(QUOTED PASSAGE begins)
This is most acute for document-style aesthetics (instruction booklet, blueprint, newspaper, schematic), where page furniture reads like a style convention but is per-slide content — keep it in each slide's image_prompt, never in the anchor.

Never simplify or rewrite the speaker's original style anchor when iterating. The specificity of the style (period vocabulary, document conventions, material constraints) is what produces a coherent look across slides; pruning it for "cleanliness" reverts the output to a generic illustrative default.

Append to the anchor for new style constraints — don't replace. Reconcile the two halves of this rule by separating axes: prune content that crept in (scene elements, page furniture), but preserve and extend style specificity. "Don't prune" protects the style detail, not smuggled-in content.

generate-illustrations.py appends a generation-time COMPOSE ONLY THE SCENE guard to every fresh-generation prompt as a backstop, telling the model to render only what the per-slide scene names. The guard reduces leakage; a style-only anchor prevents it. Both matter — don't rely on the guard to excuse a content-laden anchor.

Build Process — Progressive Reveals

Builds (slide-by-slide reveals where elements appear progressively) are the hardest illustration case because each step must visually match the others.

Chain backwards from the full image:

  • Stage N (final) = full slide image
  • Stage N-1 = full minus the last element to reveal
  • ... → Stage 00 = empty frame (title + borders only, no content)

Each step's input is the PREVIOUS step's output (chained edits work because the per-step diff is small and the style is preserved on erasure — see the edit-vs-regenerate asymmetry rule above).

Static backgrounds drift unless you scope the edit. A maskless edit sends the whole frame to the model and lets it redraw everything, so a background that must stay fixed across the reveal (a conveyor, a baseplate, a panel frame, blueprint chrome) can shift in position/size or silently lose elements — even when the erase prompt names them in a Keep clause. A Keep clause reduces drift but cannot guarantee pixel-stability. When a build has a static background that must not move, give the step an erase_region: a normalized [x0, y0, x1, y1] box (0..1, origin top-left) around the element being erased. --build then confines the edit to that box — OpenAI gets a real edit mask, and for both vendors the result is composited back over the prior frame so every pixel outside the box is the source pixel exactly. See skills/illustrations/references/builds.md.
(QUOTED PASSAGE ends)
(MATERIAL SHOWN begins)
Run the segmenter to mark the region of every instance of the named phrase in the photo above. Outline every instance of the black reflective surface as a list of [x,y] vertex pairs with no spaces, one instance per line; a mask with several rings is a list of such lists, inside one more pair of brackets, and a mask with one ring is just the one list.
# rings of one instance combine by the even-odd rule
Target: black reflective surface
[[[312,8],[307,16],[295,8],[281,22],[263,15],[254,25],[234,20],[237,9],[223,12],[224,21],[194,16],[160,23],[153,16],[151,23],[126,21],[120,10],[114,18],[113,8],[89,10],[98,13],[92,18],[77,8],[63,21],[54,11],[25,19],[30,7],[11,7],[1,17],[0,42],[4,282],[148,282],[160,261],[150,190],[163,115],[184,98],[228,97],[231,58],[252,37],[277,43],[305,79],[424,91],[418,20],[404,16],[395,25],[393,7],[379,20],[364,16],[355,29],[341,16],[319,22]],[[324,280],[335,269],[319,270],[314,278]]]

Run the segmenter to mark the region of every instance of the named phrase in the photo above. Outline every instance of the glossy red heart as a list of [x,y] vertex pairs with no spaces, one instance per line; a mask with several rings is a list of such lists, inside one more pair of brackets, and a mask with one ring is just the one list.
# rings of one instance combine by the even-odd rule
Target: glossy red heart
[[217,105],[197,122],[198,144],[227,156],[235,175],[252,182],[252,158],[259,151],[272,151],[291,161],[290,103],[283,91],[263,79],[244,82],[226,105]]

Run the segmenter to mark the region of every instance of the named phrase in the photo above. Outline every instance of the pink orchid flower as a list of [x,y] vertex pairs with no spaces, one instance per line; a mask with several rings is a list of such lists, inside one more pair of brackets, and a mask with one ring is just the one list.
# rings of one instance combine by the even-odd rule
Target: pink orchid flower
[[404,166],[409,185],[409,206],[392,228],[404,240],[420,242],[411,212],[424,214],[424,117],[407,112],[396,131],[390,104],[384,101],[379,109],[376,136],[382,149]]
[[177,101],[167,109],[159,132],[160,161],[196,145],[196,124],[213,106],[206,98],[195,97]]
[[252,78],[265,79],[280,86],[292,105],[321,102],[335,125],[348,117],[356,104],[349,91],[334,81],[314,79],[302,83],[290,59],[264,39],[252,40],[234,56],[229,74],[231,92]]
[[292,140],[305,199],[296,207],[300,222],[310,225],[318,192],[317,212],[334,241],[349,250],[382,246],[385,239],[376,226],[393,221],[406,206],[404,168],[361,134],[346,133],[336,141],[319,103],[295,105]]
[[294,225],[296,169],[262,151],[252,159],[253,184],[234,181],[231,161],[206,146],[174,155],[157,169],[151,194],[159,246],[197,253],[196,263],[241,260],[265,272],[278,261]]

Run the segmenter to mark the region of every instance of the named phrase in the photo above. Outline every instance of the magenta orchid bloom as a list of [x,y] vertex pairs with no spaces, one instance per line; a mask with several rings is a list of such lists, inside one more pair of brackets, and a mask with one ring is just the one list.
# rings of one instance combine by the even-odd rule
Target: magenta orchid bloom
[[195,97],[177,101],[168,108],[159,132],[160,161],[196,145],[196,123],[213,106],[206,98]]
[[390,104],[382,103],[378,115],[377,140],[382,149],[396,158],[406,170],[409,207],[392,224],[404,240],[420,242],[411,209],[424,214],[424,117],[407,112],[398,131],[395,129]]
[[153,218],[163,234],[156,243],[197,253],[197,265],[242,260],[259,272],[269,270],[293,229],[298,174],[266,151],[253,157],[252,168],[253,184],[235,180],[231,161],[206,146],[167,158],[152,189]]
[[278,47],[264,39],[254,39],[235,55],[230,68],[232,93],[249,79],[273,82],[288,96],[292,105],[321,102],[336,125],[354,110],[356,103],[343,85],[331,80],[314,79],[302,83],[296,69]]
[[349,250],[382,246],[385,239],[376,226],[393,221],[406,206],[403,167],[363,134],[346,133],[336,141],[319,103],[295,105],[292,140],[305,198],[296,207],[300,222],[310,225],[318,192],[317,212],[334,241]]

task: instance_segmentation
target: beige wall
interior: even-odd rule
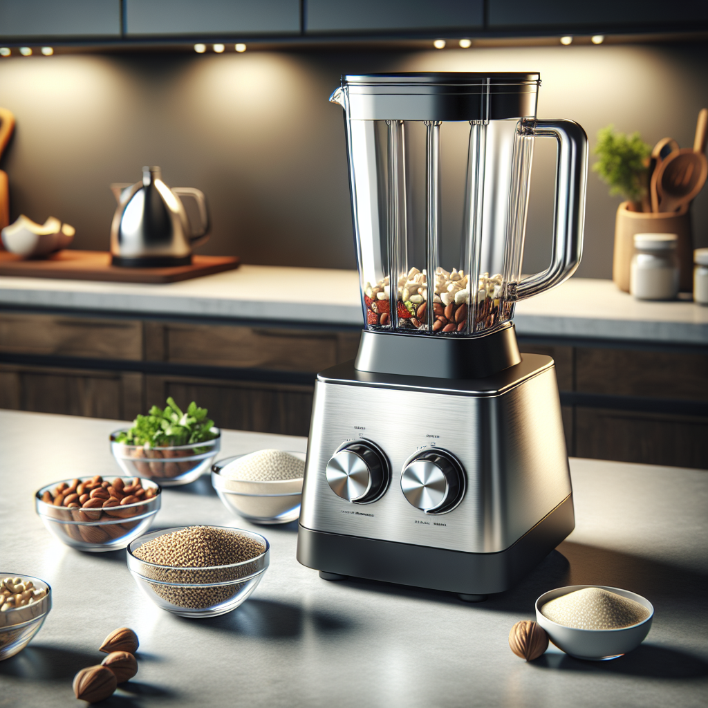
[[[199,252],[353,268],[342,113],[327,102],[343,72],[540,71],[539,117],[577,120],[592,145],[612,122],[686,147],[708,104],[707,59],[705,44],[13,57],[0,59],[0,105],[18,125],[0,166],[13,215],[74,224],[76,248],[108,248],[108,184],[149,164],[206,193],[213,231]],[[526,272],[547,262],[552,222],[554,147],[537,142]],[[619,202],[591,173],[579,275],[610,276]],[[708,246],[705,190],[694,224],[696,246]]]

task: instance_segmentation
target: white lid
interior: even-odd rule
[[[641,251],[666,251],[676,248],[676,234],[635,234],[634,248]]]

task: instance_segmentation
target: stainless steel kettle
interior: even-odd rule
(MATERIAL SHOWN ends)
== WORK INSTRUCTIONS ==
1 - From the passage on slide illustrations, extract the part that opens with the words containing "Build Process —" and closes with "match the others.".
2 - According to the passage on slide illustrations, what does Stage 00 of a build contain?
3 - Proceed with the passage on slide illustrations from where it stops.
This data comes from a separate source and is unrelated to the passage on slide illustrations.

== ANSWERS FOR THE EXERCISE ==
1 -
Build Process — Progressive Reveals

Builds (slide-by-slide reveals where elements appear progressively) are the hardest illustration case because each step must visually match the others.

2 - An empty frame with only the title and borders and no content.

3 -
Don't:

  • Use parchment masking or a flat-fill paste to "blank out" regions — the texture mismatch is obvious. erase_region is NOT a flat fill: the box is still redrawn by the image model (so the erased area shows real background), and only the unchanged surroundings are taken from the prior frame.
  • Generate each build stage independently from prompts — visual drift between stages will be jarring even if each individual stage looks fine.

Naming convention: builds/slide-NN-build-MM.jpg where MM is the stage index (00 is empty, 01 adds the first element, etc.).

For checklists or progressive-state slides (e.g., a form filling in across multiple slides), use the same approach: take the most-complete version as the base and image-edit backwards to earlier states. Adding checkmarks via edit preserves visual consistency far better than regenerating from prompt.

Targeted Fixes Beat Regeneration

When an image is "almost perfect" — say, one mislabeled callout or a single extra element — do a targeted image-edit fix pass. Regenerating from scratch risks losing all the things that already work. The edit-only-removes asymmetry applies: erase the wrong element, then if needed regenerate just the corrected element.

Iteration Hygiene

Save experiment versions (v2, v3, v4) instead of overwriting the working file. Slide illustrations take many iterations to converge; stomping on a near-good output to try one more variation loses information that may have been worth keeping. The disk cost of saving all attempts is trivial compared to the cost of regenerating a known-good output you accidentally clobbered.